PROVIDED PASSAGE:

■ ■ ■ ■

- Also known as: REZON
- Born: October 26, 1966 (age 59) Tokyo, Japan
- Genres: Symphonic; electronica; jazz;
- Occupations: Composer; musician;
- Instruments: Piano; electronic organ; synthesizer;
- Years active: 1987–present

= Masaharu Iwata =

Japanese composer (born 1966)

Masaharu Iwata (岩田 匡治, Iwata Masaharu) is a Japanese video game composer. In high school his musical projects included composing on a synthesizer and playing in a cover band. After graduating from high school he joined Bothtec as a composer. He composed the soundtrack to several games there, beginning with 1987's Bakusou Buggy Ippatsu Yarou. After Bothtec was merged into Quest Corporation, he left to become a freelance composer.

Some of his notable projects include Ogre Battle, Tactics Ogre, Final Fantasy Tactics, and Final Fantasy XII. He was one of the founding members of Basiscape, headed by fellow composer and friend Hitoshi Sakimoto. His compositions for Ogre Battle and Final Fantasy Tactics have been cited as among the most well-recognized in the tactical RPG genre.

==Biography==
===Early life===
Iwata, born in Tokyo, Japan on October 26, 1966, has been interested in music since he was a child, though he terms his first attempts at "experiments with music" while at school to be poor. While in junior high school, he became interested in the Japanese electropop group, Yellow Magic Orchestra. This inspired him to buy a synthesizer, and join a cover band with some other students. Other musical influences on him during his youth were Arabesque, John Foxx, China Crisis and Bill Nelson. It was during this time that video games began to be popular, leading him to become interested in them like many of his friends. Once he graduated high school, Iwata tried to find work that combined his love of music and video games, and joined Bothtec, which while he was there became part of Quest.

===Career===
While working at Bothtec as a part-time composer, Iwata composed his first piece in 1987, the ending theme to Bakusou Buggy Ippatsu Yarou. Soon afterward he scored his first full game, Relics: Ankoku Yousai. While at Bothec, Iwata met Hitoshi Sakimoto, who was a freelance composer working on games for the company while still in high school. The two became friends, and the next game Iwata scored was a collaboration with Sakimoto for the 1988 shooter game Revolter, published by ASCGroup for the NEC PC-8801. Iwata remained at Bothtec for a few years more, and left around a year after the company merged into Quest in 1990. He did not join up with another company, instead becoming a freelance composer like Sakimoto.

■ ■ ■ ■

ACTIONS TO TAKE:
a: Reproduce the stretch of the Masaharu Iwata text from "Japanese composer (born" through "a freelance composer.".
b: According to the Masaharu Iwata text, which Japanese electropop group caught his interest in junior high school?
The lines after this sentence aren't needed for anything here.

RECORDS SUPPLIED:

■ ■ ■ ■

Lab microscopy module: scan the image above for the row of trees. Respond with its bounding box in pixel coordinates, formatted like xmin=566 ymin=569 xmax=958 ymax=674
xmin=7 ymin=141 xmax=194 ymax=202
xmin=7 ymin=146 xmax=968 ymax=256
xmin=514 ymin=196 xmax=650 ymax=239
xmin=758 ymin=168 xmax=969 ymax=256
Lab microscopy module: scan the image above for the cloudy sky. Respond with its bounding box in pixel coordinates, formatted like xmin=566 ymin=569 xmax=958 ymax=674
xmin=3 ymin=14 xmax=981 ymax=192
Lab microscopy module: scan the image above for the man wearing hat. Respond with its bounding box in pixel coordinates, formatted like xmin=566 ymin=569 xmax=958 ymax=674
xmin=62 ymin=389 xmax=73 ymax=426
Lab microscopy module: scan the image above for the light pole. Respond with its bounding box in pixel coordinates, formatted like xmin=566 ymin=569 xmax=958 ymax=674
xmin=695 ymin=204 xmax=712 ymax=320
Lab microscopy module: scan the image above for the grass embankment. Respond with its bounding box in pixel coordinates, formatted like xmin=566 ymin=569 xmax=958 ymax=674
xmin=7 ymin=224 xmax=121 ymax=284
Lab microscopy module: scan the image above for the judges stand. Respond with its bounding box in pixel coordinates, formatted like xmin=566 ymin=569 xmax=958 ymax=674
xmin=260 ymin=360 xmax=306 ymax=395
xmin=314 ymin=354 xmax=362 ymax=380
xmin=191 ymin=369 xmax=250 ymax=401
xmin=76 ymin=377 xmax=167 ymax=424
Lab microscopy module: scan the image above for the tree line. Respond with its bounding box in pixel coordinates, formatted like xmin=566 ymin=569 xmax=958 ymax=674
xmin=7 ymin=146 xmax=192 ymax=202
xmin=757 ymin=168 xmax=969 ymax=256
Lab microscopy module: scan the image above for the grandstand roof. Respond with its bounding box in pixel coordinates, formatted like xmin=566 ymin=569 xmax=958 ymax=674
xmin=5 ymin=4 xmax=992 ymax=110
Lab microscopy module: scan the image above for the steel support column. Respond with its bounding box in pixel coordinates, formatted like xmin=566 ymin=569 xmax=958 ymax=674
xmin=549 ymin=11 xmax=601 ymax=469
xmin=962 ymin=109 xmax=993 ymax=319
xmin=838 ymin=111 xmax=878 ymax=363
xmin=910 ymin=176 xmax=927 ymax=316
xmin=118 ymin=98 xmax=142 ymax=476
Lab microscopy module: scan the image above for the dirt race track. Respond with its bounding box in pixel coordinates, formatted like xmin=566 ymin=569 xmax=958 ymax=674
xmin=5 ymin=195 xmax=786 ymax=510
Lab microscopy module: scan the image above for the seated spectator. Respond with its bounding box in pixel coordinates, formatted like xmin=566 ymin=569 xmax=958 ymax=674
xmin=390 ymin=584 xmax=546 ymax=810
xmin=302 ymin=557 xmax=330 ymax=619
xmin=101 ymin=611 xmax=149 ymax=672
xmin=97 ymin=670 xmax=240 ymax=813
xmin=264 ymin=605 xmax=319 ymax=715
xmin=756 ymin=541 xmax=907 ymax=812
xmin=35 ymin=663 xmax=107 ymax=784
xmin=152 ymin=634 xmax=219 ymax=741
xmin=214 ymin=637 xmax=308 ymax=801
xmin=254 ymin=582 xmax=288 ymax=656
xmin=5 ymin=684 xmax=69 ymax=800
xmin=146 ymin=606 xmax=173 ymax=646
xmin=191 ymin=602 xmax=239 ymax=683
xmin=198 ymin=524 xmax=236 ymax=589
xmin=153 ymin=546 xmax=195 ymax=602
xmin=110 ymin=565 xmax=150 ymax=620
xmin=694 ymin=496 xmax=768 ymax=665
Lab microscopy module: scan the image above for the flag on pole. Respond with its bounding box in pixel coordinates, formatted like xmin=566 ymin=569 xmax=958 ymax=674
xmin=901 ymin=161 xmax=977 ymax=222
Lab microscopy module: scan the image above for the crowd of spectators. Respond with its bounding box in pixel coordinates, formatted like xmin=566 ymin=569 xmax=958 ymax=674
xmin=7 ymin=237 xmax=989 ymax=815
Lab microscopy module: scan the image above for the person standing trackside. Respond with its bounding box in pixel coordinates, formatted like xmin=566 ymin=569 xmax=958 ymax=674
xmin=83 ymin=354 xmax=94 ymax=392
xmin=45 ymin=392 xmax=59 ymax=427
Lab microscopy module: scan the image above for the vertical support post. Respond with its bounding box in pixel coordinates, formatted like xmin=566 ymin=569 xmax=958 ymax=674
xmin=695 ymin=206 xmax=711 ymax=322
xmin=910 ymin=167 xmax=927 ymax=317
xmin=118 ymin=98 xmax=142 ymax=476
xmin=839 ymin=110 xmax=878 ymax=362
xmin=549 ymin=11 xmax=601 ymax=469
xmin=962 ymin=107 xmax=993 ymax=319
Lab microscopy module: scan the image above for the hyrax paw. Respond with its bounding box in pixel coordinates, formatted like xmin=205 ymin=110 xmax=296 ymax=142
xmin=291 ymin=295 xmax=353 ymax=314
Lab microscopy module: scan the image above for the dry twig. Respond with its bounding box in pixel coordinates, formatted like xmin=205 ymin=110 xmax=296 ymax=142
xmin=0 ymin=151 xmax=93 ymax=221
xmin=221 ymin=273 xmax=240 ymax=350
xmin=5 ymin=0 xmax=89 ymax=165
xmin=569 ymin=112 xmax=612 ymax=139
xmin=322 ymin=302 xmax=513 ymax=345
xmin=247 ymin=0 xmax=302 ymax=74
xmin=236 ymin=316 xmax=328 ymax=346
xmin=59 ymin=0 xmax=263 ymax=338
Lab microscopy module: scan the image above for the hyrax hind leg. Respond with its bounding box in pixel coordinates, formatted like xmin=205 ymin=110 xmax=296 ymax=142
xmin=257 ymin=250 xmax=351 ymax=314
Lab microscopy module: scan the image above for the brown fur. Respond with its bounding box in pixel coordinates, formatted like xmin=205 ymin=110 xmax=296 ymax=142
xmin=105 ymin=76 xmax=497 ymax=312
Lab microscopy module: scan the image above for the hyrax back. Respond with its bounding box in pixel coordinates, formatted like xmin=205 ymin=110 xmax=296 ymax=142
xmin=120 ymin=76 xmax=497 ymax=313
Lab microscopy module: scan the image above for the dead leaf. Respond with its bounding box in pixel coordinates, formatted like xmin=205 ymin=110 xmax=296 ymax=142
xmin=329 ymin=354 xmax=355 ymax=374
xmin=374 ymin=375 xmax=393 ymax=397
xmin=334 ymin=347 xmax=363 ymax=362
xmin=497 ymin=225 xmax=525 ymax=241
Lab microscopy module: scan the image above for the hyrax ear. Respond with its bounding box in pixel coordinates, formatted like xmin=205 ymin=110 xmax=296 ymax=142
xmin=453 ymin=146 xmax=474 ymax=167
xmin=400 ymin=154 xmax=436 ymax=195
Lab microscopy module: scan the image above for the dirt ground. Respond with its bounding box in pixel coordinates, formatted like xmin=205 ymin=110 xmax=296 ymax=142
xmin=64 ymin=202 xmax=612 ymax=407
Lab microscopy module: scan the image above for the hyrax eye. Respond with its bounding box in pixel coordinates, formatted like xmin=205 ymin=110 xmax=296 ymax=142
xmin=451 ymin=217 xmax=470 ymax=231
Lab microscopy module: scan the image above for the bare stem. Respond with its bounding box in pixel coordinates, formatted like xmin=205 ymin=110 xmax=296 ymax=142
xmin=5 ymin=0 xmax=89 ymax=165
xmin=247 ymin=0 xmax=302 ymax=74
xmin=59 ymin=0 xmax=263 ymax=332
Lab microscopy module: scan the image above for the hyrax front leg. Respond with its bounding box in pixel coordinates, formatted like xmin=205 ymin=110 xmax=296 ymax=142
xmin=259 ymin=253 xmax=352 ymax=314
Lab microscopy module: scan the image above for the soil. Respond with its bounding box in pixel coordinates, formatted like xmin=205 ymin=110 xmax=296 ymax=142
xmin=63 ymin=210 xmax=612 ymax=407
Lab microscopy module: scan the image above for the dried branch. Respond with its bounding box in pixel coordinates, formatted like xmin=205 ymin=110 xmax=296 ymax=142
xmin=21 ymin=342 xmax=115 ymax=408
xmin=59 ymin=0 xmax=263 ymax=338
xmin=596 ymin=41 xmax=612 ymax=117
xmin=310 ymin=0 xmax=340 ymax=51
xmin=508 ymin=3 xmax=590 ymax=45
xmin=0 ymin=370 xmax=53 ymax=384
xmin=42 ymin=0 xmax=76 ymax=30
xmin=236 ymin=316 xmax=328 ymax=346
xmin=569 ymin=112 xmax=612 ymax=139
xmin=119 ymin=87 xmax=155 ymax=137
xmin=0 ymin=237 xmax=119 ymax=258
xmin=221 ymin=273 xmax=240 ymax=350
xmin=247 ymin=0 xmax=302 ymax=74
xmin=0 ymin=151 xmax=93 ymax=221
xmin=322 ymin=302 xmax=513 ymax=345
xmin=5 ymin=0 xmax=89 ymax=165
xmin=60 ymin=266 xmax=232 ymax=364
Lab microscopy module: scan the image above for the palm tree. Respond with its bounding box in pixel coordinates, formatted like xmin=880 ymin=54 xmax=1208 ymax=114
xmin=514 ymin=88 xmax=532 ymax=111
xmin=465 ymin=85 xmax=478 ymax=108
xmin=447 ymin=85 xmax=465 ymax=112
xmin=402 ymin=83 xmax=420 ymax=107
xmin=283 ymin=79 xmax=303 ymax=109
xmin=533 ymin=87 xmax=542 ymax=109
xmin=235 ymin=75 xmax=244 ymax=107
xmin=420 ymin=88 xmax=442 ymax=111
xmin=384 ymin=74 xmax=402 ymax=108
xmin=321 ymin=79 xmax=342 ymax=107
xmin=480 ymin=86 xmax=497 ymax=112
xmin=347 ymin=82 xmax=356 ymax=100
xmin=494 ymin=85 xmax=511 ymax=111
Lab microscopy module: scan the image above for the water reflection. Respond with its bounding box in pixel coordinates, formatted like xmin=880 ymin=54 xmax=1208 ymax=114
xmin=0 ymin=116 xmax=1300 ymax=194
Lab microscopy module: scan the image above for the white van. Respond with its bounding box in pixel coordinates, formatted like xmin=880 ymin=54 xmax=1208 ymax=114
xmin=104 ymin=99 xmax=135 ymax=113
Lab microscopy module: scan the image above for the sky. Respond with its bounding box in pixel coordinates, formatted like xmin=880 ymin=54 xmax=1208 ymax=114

■ ■ ■ ■

OUTPUTS IN ORDER:
a:
Japanese composer (born 1966)

Masaharu Iwata (岩田 匡治, Iwata Masaharu) is a Japanese video game composer. In high school his musical projects included composing on a synthesizer and playing in a cover band. After graduating from high school he joined Bothtec as a composer. He composed the soundtrack to several games there, beginning with 1987's Bakusou Buggy Ippatsu Yarou. After Bothtec was merged into Quest Corporation, he left to become a freelance composer.

b: Yellow Magic Orchestra